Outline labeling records
::::::::::

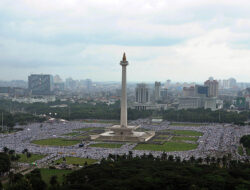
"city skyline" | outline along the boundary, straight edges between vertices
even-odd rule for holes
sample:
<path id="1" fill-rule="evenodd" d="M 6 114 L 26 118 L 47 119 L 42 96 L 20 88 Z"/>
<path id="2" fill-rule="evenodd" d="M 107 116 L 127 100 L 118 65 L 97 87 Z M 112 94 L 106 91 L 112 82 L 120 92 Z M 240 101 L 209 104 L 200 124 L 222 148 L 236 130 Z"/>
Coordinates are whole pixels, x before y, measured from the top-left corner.
<path id="1" fill-rule="evenodd" d="M 240 1 L 0 2 L 0 80 L 33 73 L 120 81 L 250 82 L 250 3 Z"/>

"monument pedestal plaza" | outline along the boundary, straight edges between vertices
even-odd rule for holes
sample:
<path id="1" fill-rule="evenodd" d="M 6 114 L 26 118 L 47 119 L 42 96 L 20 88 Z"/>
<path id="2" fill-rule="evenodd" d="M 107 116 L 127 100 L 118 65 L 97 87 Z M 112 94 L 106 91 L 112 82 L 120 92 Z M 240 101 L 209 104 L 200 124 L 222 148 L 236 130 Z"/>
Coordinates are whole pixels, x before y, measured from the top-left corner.
<path id="1" fill-rule="evenodd" d="M 99 135 L 91 135 L 91 140 L 102 141 L 132 141 L 132 142 L 146 142 L 154 135 L 154 131 L 138 132 L 135 131 L 140 126 L 128 126 L 127 124 L 127 65 L 125 53 L 123 54 L 122 61 L 122 96 L 121 96 L 121 123 L 108 127 L 107 131 Z"/>

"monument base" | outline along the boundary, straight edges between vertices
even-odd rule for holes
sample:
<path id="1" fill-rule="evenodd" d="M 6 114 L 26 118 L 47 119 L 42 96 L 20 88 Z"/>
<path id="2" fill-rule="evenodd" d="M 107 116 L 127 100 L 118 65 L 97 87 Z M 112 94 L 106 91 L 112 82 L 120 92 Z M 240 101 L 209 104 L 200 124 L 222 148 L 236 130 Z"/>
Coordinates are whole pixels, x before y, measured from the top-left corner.
<path id="1" fill-rule="evenodd" d="M 118 142 L 146 142 L 154 135 L 154 131 L 138 132 L 135 131 L 140 126 L 121 127 L 114 125 L 99 135 L 90 135 L 91 140 L 118 141 Z"/>

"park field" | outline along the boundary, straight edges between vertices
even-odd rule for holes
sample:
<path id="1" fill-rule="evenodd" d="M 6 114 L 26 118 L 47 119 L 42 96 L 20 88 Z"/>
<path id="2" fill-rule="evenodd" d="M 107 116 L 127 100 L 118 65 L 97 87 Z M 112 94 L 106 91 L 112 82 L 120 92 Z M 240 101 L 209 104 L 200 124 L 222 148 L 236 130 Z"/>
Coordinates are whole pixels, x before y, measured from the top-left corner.
<path id="1" fill-rule="evenodd" d="M 103 124 L 114 124 L 117 125 L 120 122 L 119 121 L 113 121 L 113 120 L 84 120 L 84 123 L 103 123 Z"/>
<path id="2" fill-rule="evenodd" d="M 22 163 L 32 163 L 36 160 L 40 160 L 45 157 L 45 155 L 41 154 L 31 154 L 31 157 L 27 158 L 26 154 L 18 154 L 21 158 L 18 160 L 18 162 Z"/>
<path id="3" fill-rule="evenodd" d="M 47 169 L 47 168 L 42 168 L 40 169 L 40 171 L 42 179 L 47 185 L 49 185 L 51 176 L 53 175 L 57 176 L 57 181 L 61 184 L 63 181 L 63 175 L 67 175 L 73 172 L 73 170 L 58 170 L 58 169 Z"/>
<path id="4" fill-rule="evenodd" d="M 181 126 L 181 127 L 200 127 L 205 124 L 202 123 L 170 123 L 170 126 Z"/>
<path id="5" fill-rule="evenodd" d="M 174 136 L 171 138 L 171 141 L 197 141 L 197 137 L 185 137 L 185 136 Z"/>
<path id="6" fill-rule="evenodd" d="M 123 144 L 115 144 L 115 143 L 97 143 L 91 144 L 90 147 L 99 147 L 99 148 L 120 148 Z"/>
<path id="7" fill-rule="evenodd" d="M 94 131 L 94 130 L 104 130 L 104 128 L 103 127 L 86 127 L 86 128 L 74 129 L 74 131 Z"/>
<path id="8" fill-rule="evenodd" d="M 87 162 L 88 165 L 97 162 L 97 160 L 90 158 L 65 157 L 65 159 L 66 159 L 66 164 L 79 164 L 80 166 L 84 166 L 85 162 Z M 62 162 L 63 162 L 62 158 L 55 161 L 55 163 L 59 164 L 61 164 Z"/>
<path id="9" fill-rule="evenodd" d="M 67 133 L 67 134 L 63 134 L 64 136 L 76 136 L 79 135 L 79 132 L 72 132 L 72 133 Z"/>
<path id="10" fill-rule="evenodd" d="M 202 136 L 203 133 L 198 131 L 189 131 L 189 130 L 166 130 L 165 132 L 172 133 L 174 135 L 183 135 L 183 136 Z"/>
<path id="11" fill-rule="evenodd" d="M 32 141 L 32 143 L 42 146 L 72 146 L 80 142 L 80 140 L 67 140 L 63 138 L 41 139 Z"/>
<path id="12" fill-rule="evenodd" d="M 152 151 L 187 151 L 197 148 L 197 144 L 190 144 L 184 142 L 166 142 L 163 145 L 158 144 L 138 144 L 134 150 L 152 150 Z"/>

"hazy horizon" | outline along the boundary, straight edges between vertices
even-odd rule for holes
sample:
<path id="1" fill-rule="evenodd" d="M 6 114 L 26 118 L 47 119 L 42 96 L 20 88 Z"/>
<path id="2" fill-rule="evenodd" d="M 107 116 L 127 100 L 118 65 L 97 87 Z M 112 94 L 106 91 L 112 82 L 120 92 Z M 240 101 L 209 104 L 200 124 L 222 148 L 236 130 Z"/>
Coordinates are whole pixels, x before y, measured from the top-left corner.
<path id="1" fill-rule="evenodd" d="M 250 82 L 247 0 L 1 0 L 0 80 Z"/>

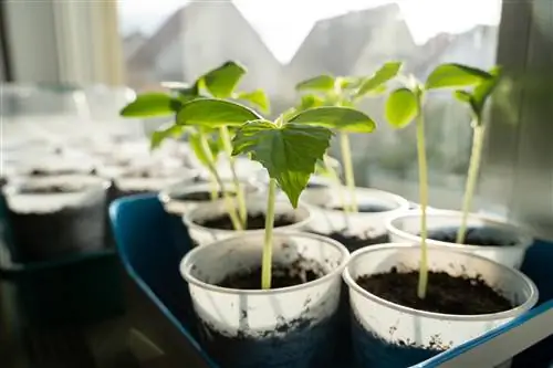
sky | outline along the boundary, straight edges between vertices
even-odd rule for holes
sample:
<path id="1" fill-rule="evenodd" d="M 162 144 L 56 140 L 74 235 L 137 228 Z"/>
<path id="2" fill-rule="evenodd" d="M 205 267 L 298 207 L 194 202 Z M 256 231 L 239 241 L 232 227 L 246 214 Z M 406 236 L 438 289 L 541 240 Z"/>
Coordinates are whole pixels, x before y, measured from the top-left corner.
<path id="1" fill-rule="evenodd" d="M 188 0 L 118 0 L 123 34 L 152 34 Z M 220 2 L 201 0 L 201 2 Z M 476 24 L 498 24 L 501 0 L 233 0 L 282 63 L 293 57 L 314 23 L 348 11 L 396 2 L 415 42 L 439 32 L 465 32 Z"/>

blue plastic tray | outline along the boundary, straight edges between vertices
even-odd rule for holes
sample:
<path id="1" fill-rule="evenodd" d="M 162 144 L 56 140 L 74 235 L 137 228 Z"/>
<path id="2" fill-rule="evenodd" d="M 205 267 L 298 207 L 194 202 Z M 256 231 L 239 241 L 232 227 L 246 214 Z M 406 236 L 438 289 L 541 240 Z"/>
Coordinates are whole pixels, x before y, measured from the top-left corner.
<path id="1" fill-rule="evenodd" d="M 179 262 L 191 246 L 180 218 L 167 214 L 154 194 L 119 199 L 112 204 L 109 214 L 127 272 L 208 366 L 217 367 L 199 344 L 190 295 L 179 275 Z M 522 270 L 540 288 L 539 306 L 416 367 L 483 367 L 481 362 L 489 357 L 501 356 L 508 360 L 515 356 L 513 368 L 549 368 L 553 362 L 552 264 L 553 244 L 538 241 L 530 249 Z"/>

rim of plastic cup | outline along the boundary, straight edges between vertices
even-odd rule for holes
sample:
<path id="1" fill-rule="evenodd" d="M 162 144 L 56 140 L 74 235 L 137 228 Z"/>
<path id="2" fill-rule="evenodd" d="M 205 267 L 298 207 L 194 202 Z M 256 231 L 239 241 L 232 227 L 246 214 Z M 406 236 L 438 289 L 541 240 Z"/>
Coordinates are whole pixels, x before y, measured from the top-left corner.
<path id="1" fill-rule="evenodd" d="M 206 252 L 210 248 L 220 246 L 221 243 L 238 241 L 240 239 L 254 238 L 254 239 L 259 239 L 260 242 L 263 242 L 263 233 L 250 233 L 250 234 L 241 234 L 241 235 L 223 239 L 223 240 L 220 240 L 220 241 L 217 241 L 213 243 L 209 243 L 206 245 L 199 245 L 199 246 L 192 249 L 180 261 L 180 266 L 179 266 L 180 275 L 189 284 L 196 285 L 198 287 L 201 287 L 201 288 L 205 288 L 205 290 L 208 290 L 211 292 L 217 292 L 217 293 L 222 293 L 222 294 L 234 294 L 234 295 L 236 294 L 238 294 L 238 295 L 275 295 L 275 294 L 293 293 L 295 291 L 299 291 L 299 290 L 302 290 L 305 287 L 311 287 L 314 285 L 323 284 L 323 283 L 327 282 L 328 280 L 331 280 L 332 277 L 341 275 L 344 272 L 344 270 L 349 261 L 349 251 L 344 245 L 342 245 L 340 242 L 337 242 L 333 239 L 317 235 L 317 234 L 312 234 L 309 232 L 274 231 L 273 239 L 279 238 L 279 236 L 285 236 L 285 238 L 294 238 L 295 236 L 295 238 L 304 238 L 304 239 L 307 238 L 307 239 L 321 241 L 323 243 L 326 243 L 326 244 L 332 245 L 335 249 L 337 249 L 342 253 L 342 261 L 341 261 L 340 265 L 337 267 L 335 267 L 332 272 L 325 274 L 324 276 L 322 276 L 317 280 L 314 280 L 314 281 L 311 281 L 311 282 L 307 282 L 307 283 L 304 283 L 301 285 L 270 288 L 270 290 L 240 290 L 240 288 L 221 287 L 221 286 L 206 283 L 201 280 L 194 277 L 190 274 L 190 269 L 192 267 L 190 260 L 194 259 L 197 253 Z"/>
<path id="2" fill-rule="evenodd" d="M 420 236 L 414 235 L 407 231 L 400 230 L 395 225 L 395 221 L 406 219 L 406 218 L 419 218 L 421 215 L 420 210 L 415 209 L 415 210 L 408 210 L 404 211 L 401 213 L 397 213 L 395 215 L 390 215 L 385 220 L 385 227 L 386 231 L 388 233 L 393 233 L 395 235 L 401 236 L 406 239 L 407 241 L 410 242 L 420 242 Z M 452 210 L 434 210 L 431 212 L 427 213 L 427 218 L 460 218 L 461 212 L 460 211 L 452 211 Z M 514 245 L 486 245 L 486 249 L 505 249 L 505 248 L 529 248 L 532 245 L 532 236 L 528 234 L 523 229 L 505 222 L 501 221 L 494 218 L 487 217 L 484 214 L 479 214 L 479 213 L 469 213 L 469 220 L 470 219 L 478 219 L 482 220 L 484 222 L 493 224 L 494 228 L 499 229 L 504 229 L 508 230 L 511 233 L 514 233 L 515 236 L 513 239 L 517 241 Z M 452 249 L 458 249 L 458 250 L 477 250 L 481 249 L 483 245 L 476 245 L 476 244 L 457 244 L 457 243 L 450 243 L 450 242 L 445 242 L 440 240 L 434 240 L 434 239 L 427 239 L 427 244 L 431 245 L 440 245 L 440 246 L 449 246 Z"/>
<path id="3" fill-rule="evenodd" d="M 251 200 L 261 200 L 261 199 L 260 198 L 252 198 Z M 281 201 L 281 202 L 285 203 L 285 201 Z M 233 206 L 236 206 L 236 203 Z M 246 207 L 248 207 L 248 204 Z M 196 223 L 195 219 L 196 219 L 197 213 L 199 211 L 206 211 L 206 208 L 207 209 L 213 208 L 213 210 L 210 212 L 218 212 L 219 210 L 221 210 L 220 203 L 208 202 L 208 203 L 202 204 L 201 207 L 197 207 L 197 208 L 186 212 L 185 214 L 182 214 L 182 222 L 188 228 L 188 230 L 195 229 L 195 230 L 201 230 L 201 231 L 211 232 L 211 233 L 225 233 L 225 234 L 227 234 L 229 232 L 236 232 L 236 230 L 208 228 L 208 227 L 200 225 L 199 223 Z M 304 210 L 307 213 L 307 217 L 305 219 L 298 221 L 298 222 L 294 222 L 294 223 L 289 224 L 289 225 L 274 228 L 274 231 L 276 231 L 276 230 L 279 230 L 279 231 L 294 231 L 294 230 L 296 230 L 298 231 L 298 229 L 302 229 L 302 228 L 306 227 L 313 220 L 313 211 L 307 206 L 304 206 L 301 203 L 298 206 L 296 209 L 292 209 L 292 211 L 298 211 L 300 209 Z M 221 211 L 221 214 L 222 213 L 223 213 L 223 211 Z M 242 234 L 252 234 L 252 233 L 259 233 L 259 232 L 264 232 L 264 229 L 242 230 L 241 233 Z"/>
<path id="4" fill-rule="evenodd" d="M 332 189 L 332 187 L 331 187 Z M 328 188 L 312 188 L 310 189 L 310 192 L 311 193 L 316 193 L 317 191 L 323 191 L 323 190 L 328 190 Z M 375 198 L 385 198 L 385 199 L 389 199 L 394 202 L 397 203 L 397 207 L 394 208 L 394 209 L 390 209 L 390 210 L 387 210 L 387 211 L 380 211 L 380 212 L 357 212 L 355 213 L 355 215 L 385 215 L 385 217 L 388 217 L 388 215 L 392 215 L 393 213 L 398 213 L 398 212 L 404 212 L 406 210 L 409 209 L 410 204 L 409 204 L 409 201 L 405 198 L 403 198 L 401 196 L 398 196 L 398 194 L 395 194 L 393 192 L 389 192 L 389 191 L 386 191 L 386 190 L 380 190 L 380 189 L 374 189 L 374 188 L 363 188 L 363 187 L 355 187 L 355 192 L 358 192 L 358 193 L 362 193 L 362 194 L 367 194 L 368 196 L 373 196 Z M 334 193 L 333 193 L 334 196 Z M 314 208 L 317 208 L 322 211 L 325 211 L 325 212 L 332 212 L 332 213 L 336 213 L 336 214 L 342 214 L 344 213 L 344 211 L 340 211 L 340 210 L 334 210 L 334 209 L 331 209 L 331 208 L 326 208 L 326 207 L 323 207 L 323 206 L 320 206 L 320 204 L 316 204 L 316 203 L 312 203 L 310 200 L 309 200 L 309 197 L 306 196 L 303 196 L 302 197 L 302 201 L 306 204 L 306 206 L 310 206 L 310 207 L 314 207 Z"/>
<path id="5" fill-rule="evenodd" d="M 490 265 L 493 265 L 494 267 L 501 269 L 503 272 L 510 272 L 510 273 L 514 274 L 517 277 L 522 278 L 524 281 L 524 283 L 530 287 L 530 296 L 528 297 L 526 301 L 524 301 L 524 303 L 522 303 L 521 305 L 519 305 L 514 308 L 503 311 L 503 312 L 498 312 L 498 313 L 477 314 L 477 315 L 457 315 L 457 314 L 426 312 L 426 311 L 415 309 L 411 307 L 403 306 L 403 305 L 397 304 L 397 303 L 386 301 L 386 299 L 384 299 L 375 294 L 367 292 L 363 287 L 361 287 L 355 282 L 352 274 L 349 273 L 349 265 L 353 264 L 353 261 L 356 257 L 364 255 L 365 253 L 373 253 L 373 252 L 378 252 L 378 251 L 383 251 L 383 250 L 393 250 L 393 249 L 396 249 L 398 251 L 401 249 L 420 249 L 420 245 L 414 245 L 414 244 L 409 244 L 409 243 L 385 243 L 385 244 L 371 245 L 371 246 L 366 246 L 366 248 L 362 248 L 359 250 L 356 250 L 355 252 L 353 252 L 351 254 L 348 265 L 344 269 L 344 272 L 342 274 L 344 282 L 347 284 L 349 290 L 353 290 L 356 293 L 361 294 L 362 296 L 364 296 L 364 297 L 366 297 L 375 303 L 385 305 L 392 309 L 400 311 L 400 312 L 407 313 L 409 315 L 415 315 L 415 316 L 420 316 L 420 317 L 426 317 L 426 318 L 448 319 L 448 320 L 472 320 L 472 322 L 476 322 L 476 320 L 505 319 L 505 318 L 510 318 L 510 317 L 514 317 L 517 315 L 520 315 L 523 312 L 530 311 L 538 303 L 538 296 L 539 296 L 538 295 L 539 294 L 538 286 L 535 286 L 534 282 L 532 280 L 530 280 L 530 277 L 524 275 L 519 270 L 508 267 L 501 263 L 493 262 L 493 261 L 491 261 L 487 257 L 480 256 L 480 255 L 476 255 L 476 254 L 471 254 L 471 253 L 467 253 L 467 252 L 459 252 L 456 250 L 448 250 L 448 249 L 444 249 L 444 248 L 436 246 L 436 245 L 429 245 L 428 250 L 431 252 L 456 253 L 456 254 L 463 255 L 463 256 L 474 257 L 474 259 L 478 259 L 478 260 L 483 261 L 486 263 L 489 263 Z"/>

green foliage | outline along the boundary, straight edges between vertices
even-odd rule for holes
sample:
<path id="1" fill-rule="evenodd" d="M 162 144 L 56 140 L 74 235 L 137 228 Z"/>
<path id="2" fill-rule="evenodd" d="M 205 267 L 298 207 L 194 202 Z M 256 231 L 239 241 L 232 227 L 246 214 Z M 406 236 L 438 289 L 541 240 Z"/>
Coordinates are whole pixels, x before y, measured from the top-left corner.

::::::::::

# Written instruction:
Can you rewrite the listing as a numbered list, beginning at its first line and continuing through the line that contains "118 142 L 146", with blank lines skipped? Leave the pictures out of your answer.

# Full response:
1. "city skyline" | outline along the boundary, straight edges between vertices
2. even-odd rule for holes
3. sample:
4. <path id="1" fill-rule="evenodd" d="M 6 114 L 26 118 L 47 119 L 42 96 L 20 88 Z"/>
5. <path id="2" fill-rule="evenodd" d="M 107 116 L 127 100 L 118 65 L 97 87 Z M 112 94 L 106 91 L 112 82 L 120 92 Z M 240 101 L 209 104 L 200 124 L 222 148 L 236 130 Z"/>
6. Coordinates are whole pixels, x before y, measured from the top-left corner.
7. <path id="1" fill-rule="evenodd" d="M 240 1 L 0 2 L 0 80 L 33 73 L 120 81 L 250 82 L 250 3 Z"/>
8. "monument pedestal plaza" | outline along the boundary, straight edges between vertices
9. even-odd rule for holes
10. sample:
11. <path id="1" fill-rule="evenodd" d="M 6 114 L 26 118 L 47 119 L 42 96 L 20 88 Z"/>
12. <path id="2" fill-rule="evenodd" d="M 107 116 L 127 100 L 118 65 L 97 87 Z M 112 94 L 106 91 L 112 82 L 120 92 Z M 240 101 L 209 104 L 200 124 L 222 148 L 236 130 Z"/>
13. Coordinates are whole pixels, x before y, measured from the top-left corner.
14. <path id="1" fill-rule="evenodd" d="M 99 135 L 91 135 L 91 140 L 102 141 L 132 141 L 132 142 L 146 142 L 154 135 L 154 131 L 138 132 L 135 131 L 140 126 L 128 126 L 127 124 L 127 65 L 125 53 L 123 54 L 122 61 L 122 96 L 121 96 L 121 123 L 108 127 L 107 131 Z"/>
15. "monument base" | outline along the boundary, straight edges between vertices
16. even-odd rule for holes
17. sample:
18. <path id="1" fill-rule="evenodd" d="M 6 114 L 26 118 L 47 119 L 42 96 L 20 88 Z"/>
19. <path id="2" fill-rule="evenodd" d="M 107 116 L 127 100 L 118 65 L 97 87 Z M 112 94 L 106 91 L 112 82 L 120 92 Z M 240 101 L 209 104 L 200 124 L 222 148 L 236 130 Z"/>
20. Coordinates are whole pixels, x before y, measured from the top-left corner.
21. <path id="1" fill-rule="evenodd" d="M 118 142 L 146 142 L 154 135 L 154 131 L 138 132 L 135 131 L 140 126 L 121 127 L 114 125 L 99 135 L 90 135 L 91 140 L 118 141 Z"/>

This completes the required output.